***** DOCUMENT *****
# Seaview diorama



## Seadragon7 (Oct 28, 2009)




----------



## Seadragon7 (Oct 28, 2009)




----------



## Phillip1 (Jul 24, 2009)

Seadragon7,

That is a very nice display you have made!

Phillip1


----------



## Milton Fox Racing (May 27, 2014)

Whats the story on the Sea Dragon? It's very beautifully done. 🤙


----------



## StarshipClass (Aug 13, 2003)

Great work on the Seaview and the dragon.


----------



## NickWho (Sep 17, 2020)

Seadragon7 said:


> View attachment 310367 View attachoment 310368 View attachment 310369


What a decent work


----------



## Seadragon7 (Oct 28, 2009)

Milton Fox Racing said:


> Whats the story on the Sea Dragon? It's very beautifully done. 🤙


The dragon in the diorama.
***** DATA PROVIDED *****
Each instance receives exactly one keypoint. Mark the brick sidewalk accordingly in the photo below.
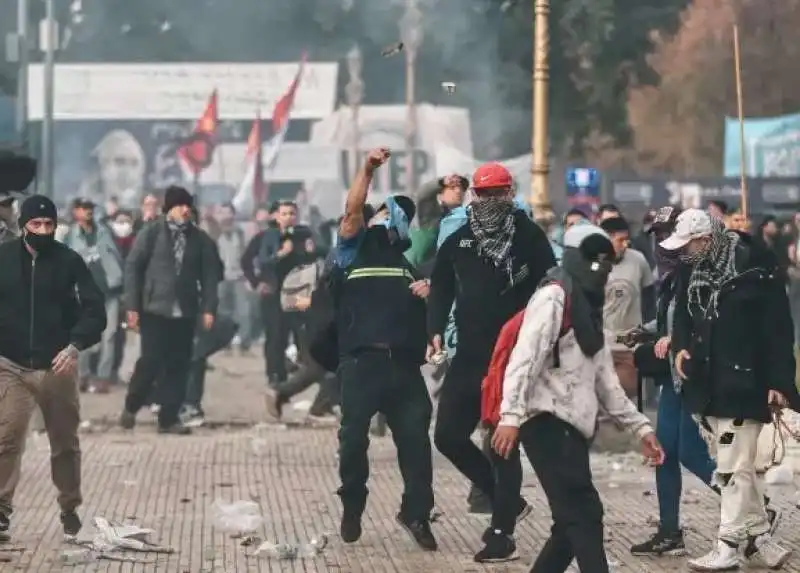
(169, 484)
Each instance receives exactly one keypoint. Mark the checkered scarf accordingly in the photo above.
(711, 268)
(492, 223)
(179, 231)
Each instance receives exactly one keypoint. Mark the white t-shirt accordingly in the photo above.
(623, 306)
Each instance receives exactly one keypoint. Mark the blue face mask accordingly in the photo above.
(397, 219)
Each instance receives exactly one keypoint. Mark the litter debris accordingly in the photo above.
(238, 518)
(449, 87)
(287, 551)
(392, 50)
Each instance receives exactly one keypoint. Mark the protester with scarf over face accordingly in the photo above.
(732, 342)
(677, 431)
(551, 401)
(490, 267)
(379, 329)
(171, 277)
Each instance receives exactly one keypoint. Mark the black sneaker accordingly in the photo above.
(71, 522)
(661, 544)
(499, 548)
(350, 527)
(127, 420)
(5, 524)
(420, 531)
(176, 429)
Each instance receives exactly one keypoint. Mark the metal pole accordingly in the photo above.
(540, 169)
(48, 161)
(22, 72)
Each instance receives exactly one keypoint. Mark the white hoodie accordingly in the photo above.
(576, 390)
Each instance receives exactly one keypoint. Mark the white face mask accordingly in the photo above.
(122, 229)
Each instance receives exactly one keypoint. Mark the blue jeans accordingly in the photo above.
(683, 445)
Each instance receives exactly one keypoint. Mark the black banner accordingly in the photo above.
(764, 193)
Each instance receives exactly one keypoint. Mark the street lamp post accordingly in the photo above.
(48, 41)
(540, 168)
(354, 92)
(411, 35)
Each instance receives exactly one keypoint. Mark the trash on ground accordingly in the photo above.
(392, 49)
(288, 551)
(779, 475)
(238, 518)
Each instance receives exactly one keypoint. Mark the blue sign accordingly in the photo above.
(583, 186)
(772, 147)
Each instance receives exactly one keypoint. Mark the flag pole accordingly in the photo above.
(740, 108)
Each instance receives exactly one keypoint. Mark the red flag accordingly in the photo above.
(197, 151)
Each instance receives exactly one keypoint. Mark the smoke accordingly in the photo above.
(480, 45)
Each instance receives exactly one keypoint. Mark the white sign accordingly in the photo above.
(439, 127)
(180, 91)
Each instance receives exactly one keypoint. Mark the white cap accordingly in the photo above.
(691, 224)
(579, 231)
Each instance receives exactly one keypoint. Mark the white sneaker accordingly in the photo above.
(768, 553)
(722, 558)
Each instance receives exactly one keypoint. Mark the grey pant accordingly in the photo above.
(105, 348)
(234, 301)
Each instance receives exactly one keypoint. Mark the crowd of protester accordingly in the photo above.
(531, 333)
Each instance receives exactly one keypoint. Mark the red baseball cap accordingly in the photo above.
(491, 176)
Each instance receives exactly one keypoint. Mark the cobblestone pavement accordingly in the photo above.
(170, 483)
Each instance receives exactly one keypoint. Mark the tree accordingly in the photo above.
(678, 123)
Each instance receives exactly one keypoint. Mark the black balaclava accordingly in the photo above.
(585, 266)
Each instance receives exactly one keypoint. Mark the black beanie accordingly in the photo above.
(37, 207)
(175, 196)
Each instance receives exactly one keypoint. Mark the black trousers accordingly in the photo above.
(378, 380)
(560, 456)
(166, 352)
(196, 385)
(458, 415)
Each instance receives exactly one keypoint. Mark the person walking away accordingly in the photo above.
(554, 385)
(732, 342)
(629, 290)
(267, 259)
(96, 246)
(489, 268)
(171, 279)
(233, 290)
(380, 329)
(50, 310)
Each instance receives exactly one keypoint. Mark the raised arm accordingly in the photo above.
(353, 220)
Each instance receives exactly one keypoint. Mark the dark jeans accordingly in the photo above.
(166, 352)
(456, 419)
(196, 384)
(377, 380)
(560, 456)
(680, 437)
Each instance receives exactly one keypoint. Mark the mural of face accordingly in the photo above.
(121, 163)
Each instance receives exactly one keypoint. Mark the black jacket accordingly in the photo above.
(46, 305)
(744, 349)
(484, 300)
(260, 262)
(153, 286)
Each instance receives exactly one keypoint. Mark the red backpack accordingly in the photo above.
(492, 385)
*****
WRITTEN EXERCISE: Pick up the Seaview diorama forum thread after its final line and keep it going.

ANSWER TO THE PROBLEM:
Basilisk Dragon Lake Demon Series 1 Action Figure 2008 McFarlane


----------



## Milton Fox Racing (May 27, 2014)

Ah, still a wonderful piece - even if commercial - and your overall composition with it is well thought out! 🤙


----------



## scooke123 (Apr 11, 2008)

Well done!!!!


----------



## Starduster123 (10 mo ago)

scooke123 said:


> Well done!!!!


I miss those McFarlane's sculpts they all were really done with lifelike features, I just wish I bough many more of them for future dioramas they're as rare as hen's teeth to find.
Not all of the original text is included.